Il a proposé quelques solutions : "Il serait par exemple facile d’inclure dans les taxes portuaires, le coût du traitement des effluents de dégazage des navires. Cette opération ne ferait alors l’objet d’aucune facturation particulière et les compagnies n’auraient aucun intérêt à risquer une condamnation et une amende en procédant au dégazage sauvage en pleine mer. C’est l’inverse qui se passe aujourd’hui. Le coût de récupération et de traitement au port sont peu incitatifs et le montant des condamnations est peu dissuasif. Il est donc préférable, lorsqu’on recherche un bénéfice maximum, de risquer l’illégalité du dégazage sauvage".
Un ensemble de conventions, universelles ou régionales, prennent en considération les principales hypothèses de pollution maritime. Celle par immersion est réglementée par les Conventions d’Oslo du 15 février 1972 (Atlantique du Nord-Est) et de Londres du 29 décembre 1972 et par la Convention de Barcelone du 16 février 1976 (Méditerranée).
Mais M. Bruno Rebelle a regretté que :"La Convention de Londres ne contienne aucune disposition sur les rejets en mer des plates-formes pétrolières d’exploration ou d’exploitation. Dès son entrée en vigueur en 1972, les industries pétrolières avaient veillé à ce que soit maintenue une clause d’exemption contenue dans l’article III alinéa 1c formulée ainsi : "les rejets de déchets ou d’autres substances provenant directement, ou indirectement, de l’exploration, de l’exploitation ou du traitement en pleine mer des ressources minérales des fonds marins, ne sont pas concernés par les dispositions de cette convention ...". Cette exemption a été longtemps considérée comme un anachronisme fâcheux". Il a déploré que lors de la réactualisation de cette convention en 1996 "une nouvelle exemption ait été reconnue dans des termes similaires à ceux retenus par l’article III.1.c de la Convention. Si les industries pétrolières ont pu penser qu’elles avaient gagné cette partie, il est évident qu’elles sont apparues sous un jour peu glorieux."

■ Liste des données ■
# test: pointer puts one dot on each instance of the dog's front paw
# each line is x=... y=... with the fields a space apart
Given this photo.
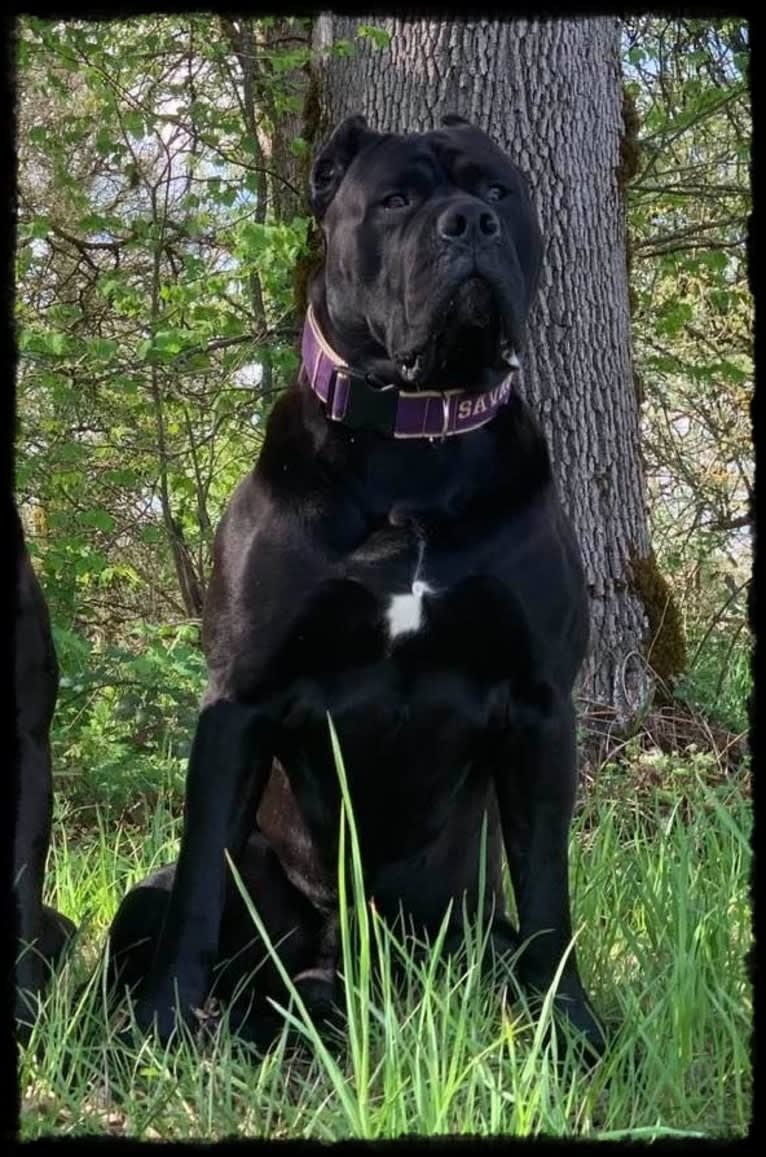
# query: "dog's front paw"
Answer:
x=167 y=1006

■ Consigne ■
Citez mot pour mot le passage de l'extrait sur la pollution maritime qui s'ouvre sur les mots contenant « Un ensemble de » et se termine par « février 1976 (Méditerranée). ». Ces données proviennent d'une autre source que l'extrait.

■ Exercice corrigé ■
Un ensemble de conventions, universelles ou régionales, prennent en considération les principales hypothèses de pollution maritime. Celle par immersion est réglementée par les Conventions d’Oslo du 15 février 1972 (Atlantique du Nord-Est) et de Londres du 29 décembre 1972 et par la Convention de Barcelone du 16 février 1976 (Méditerranée).